## Work request 1
Answer these questions using the passage below on the Chaldon church.
(a) In which diocese is the church?
(b) To whom is the chapel at the east end of the south aisle dedicated?
(c) What adjoins the base of the tower?
## Work request 2
For each statement, say whether it agrees with the passage below on the Chaldon church, and quote the words that decide it.
(a) The mural in the church dates from around 1170.
(b) The nave has a three-bay arcade on each side.
(c) The vestry abuts the east end of the south aisle.
## Work request 3
Resume the passage below on the Church of Saints Peter and Paul at Chaldon, starting where it stops.

## Extract provided
━━━━━━━━━━━━━━━━━━━━━━━━━━━━━━
The Church of Saints Peter and Paul at Chaldon, Surrey, is a Church of England parish church in the Diocese of Southwark. The building was begun before 1086 and is Grade I listed. It is notable for containing a large mural dating from around 1170, depicting images of the Last Judgement and purgatory.

== Building ==
The small church is divided into a nave and chancel. The nave has a two-bay arcade on the north and south sides which leads into aisles. The east end of the south aisle leads into a chapel dedicated to St Catherine, while the west end forms the base of the tower and is adjoined by the south porch. A vestry abuts the west end of the north aisle.
━━━━━━━━━━━━━━━━━━━━━━━━━━━━━━
## Extracted data entries
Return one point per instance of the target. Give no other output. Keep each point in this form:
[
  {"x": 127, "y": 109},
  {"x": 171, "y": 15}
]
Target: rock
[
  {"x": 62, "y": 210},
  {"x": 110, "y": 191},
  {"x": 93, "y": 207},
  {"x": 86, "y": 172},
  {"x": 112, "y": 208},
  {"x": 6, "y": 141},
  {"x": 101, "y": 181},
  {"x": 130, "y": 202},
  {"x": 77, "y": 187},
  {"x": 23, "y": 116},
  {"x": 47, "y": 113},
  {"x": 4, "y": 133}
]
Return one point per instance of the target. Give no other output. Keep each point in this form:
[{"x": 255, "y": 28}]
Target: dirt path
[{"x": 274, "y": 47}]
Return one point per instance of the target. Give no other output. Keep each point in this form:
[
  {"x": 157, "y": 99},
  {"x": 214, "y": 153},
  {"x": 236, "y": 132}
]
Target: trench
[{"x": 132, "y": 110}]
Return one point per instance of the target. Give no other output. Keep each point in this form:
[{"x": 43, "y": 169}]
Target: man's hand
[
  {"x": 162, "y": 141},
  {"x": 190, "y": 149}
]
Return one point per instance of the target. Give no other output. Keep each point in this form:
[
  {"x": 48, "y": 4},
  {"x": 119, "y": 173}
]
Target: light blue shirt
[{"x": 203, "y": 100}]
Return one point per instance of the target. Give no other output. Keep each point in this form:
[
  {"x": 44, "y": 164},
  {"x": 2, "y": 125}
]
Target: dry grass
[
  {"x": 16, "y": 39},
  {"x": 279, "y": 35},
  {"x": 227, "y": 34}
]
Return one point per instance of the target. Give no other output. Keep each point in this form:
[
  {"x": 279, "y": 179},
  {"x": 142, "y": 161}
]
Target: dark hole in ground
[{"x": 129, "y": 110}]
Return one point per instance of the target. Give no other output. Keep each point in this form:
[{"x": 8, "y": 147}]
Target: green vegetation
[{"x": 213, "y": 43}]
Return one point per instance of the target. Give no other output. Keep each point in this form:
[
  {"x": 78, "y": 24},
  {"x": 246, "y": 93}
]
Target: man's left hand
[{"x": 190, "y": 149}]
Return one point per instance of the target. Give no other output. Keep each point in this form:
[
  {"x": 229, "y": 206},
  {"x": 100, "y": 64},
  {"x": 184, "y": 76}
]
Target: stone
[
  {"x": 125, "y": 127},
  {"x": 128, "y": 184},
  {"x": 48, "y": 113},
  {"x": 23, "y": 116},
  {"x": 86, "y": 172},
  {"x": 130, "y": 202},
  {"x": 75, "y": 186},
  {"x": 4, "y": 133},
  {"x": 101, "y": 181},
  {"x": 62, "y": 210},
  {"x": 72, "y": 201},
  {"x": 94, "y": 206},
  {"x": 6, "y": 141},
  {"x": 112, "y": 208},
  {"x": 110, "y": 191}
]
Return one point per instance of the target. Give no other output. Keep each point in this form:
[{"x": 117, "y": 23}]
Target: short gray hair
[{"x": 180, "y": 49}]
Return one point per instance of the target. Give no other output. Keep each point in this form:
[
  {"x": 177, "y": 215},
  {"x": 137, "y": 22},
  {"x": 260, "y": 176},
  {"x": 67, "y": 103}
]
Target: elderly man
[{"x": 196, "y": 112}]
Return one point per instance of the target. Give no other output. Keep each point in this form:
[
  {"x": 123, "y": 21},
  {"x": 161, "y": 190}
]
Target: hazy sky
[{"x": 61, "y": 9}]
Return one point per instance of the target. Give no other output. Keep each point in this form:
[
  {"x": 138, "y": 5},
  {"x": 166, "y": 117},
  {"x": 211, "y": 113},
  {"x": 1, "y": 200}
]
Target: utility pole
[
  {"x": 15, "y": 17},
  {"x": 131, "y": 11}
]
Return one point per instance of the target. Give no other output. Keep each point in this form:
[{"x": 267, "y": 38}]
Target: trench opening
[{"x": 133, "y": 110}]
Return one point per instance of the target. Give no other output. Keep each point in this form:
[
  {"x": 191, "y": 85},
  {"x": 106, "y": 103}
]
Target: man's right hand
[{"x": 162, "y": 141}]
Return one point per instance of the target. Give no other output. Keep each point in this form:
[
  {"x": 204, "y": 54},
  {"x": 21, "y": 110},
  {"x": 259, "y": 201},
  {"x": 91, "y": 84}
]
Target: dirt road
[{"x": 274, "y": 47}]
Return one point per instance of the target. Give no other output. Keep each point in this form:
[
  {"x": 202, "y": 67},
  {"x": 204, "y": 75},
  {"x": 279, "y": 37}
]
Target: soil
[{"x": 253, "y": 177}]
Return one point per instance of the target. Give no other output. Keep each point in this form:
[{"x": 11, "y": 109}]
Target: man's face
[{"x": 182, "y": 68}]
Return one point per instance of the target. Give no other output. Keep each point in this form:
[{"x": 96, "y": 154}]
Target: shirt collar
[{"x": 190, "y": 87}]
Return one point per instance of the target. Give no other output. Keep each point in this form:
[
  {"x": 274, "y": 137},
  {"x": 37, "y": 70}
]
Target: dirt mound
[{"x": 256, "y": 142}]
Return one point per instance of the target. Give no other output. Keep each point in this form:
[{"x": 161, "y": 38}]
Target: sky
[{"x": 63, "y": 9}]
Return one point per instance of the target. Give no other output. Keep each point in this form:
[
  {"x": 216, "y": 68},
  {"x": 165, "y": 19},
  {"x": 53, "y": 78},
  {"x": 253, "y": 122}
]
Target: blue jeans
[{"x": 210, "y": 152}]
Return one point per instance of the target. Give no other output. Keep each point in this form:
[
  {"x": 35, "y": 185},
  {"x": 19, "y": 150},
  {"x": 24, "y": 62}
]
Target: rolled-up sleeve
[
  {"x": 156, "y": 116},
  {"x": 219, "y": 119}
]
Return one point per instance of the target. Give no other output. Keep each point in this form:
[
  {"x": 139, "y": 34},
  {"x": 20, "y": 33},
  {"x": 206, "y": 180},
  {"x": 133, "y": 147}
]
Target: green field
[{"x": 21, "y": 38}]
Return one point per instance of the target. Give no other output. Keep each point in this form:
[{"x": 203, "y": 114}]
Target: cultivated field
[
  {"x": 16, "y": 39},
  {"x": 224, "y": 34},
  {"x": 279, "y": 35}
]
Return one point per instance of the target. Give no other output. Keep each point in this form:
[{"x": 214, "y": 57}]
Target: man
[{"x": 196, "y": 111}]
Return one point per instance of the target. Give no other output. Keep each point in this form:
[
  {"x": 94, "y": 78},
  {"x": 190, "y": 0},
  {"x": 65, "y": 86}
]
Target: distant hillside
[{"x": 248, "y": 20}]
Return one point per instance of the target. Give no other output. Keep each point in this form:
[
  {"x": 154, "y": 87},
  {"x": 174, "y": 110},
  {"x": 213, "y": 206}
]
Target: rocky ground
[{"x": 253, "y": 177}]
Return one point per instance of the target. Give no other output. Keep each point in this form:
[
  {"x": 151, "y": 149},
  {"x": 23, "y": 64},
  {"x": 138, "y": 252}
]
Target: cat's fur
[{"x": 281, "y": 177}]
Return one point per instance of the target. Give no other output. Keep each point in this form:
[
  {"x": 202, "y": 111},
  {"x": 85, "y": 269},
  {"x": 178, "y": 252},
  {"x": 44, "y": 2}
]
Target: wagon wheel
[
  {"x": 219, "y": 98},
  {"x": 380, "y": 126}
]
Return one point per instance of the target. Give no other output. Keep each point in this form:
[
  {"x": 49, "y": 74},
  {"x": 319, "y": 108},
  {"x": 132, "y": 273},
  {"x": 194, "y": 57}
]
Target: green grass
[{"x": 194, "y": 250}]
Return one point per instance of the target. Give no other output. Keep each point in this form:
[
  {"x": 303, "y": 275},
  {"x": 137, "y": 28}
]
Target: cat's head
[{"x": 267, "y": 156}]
━━━━━━━━━━━━━━━━━━━━━━━━━━━━━━
## Reply 1
(a) The Diocese of Southwark.
(b) St Catherine.
(c) The south porch.

## Reply 2
(a) Yes: "a large mural dating from around 1170"
(b) No: "The nave has a two-bay arcade on the north and south sides"
(c) No: "A vestry abuts the west end of the north aisle."

## Reply 3
The east and west walls of the church likely date from the eleventh century, while the remainder of the church is predominantly 12th and 13th century. The major exceptions are St Catherine's chapel, which was partially rebuilt and given a new window in the early 14th century, and the tower built in 1843. There is a blocked arch at the end of the north aisle which suggests there was once also a chapel on this side of the chancel. The church windows have also been altered several times; those in the north aisle date from 1330, the wide chancel window from 1460, and the south aisle window is early 17th century. There is an Easter Sepulchre in the chancel dating from the fourteenth century, and the pulpit dates from 1657.

== Wall painting ==
The mural on the west wall of the nave was only discovered during restoration works in 1870-1. The background is of red tempera, while the figures are a lighter red or pink. The mural has been described as "perhaps the most interesting ancient wall-painting in England" and as "one of the most important English wall paintings" of its date. A figure of a demon was discovered on the north aisle at the same time, but was destroyed.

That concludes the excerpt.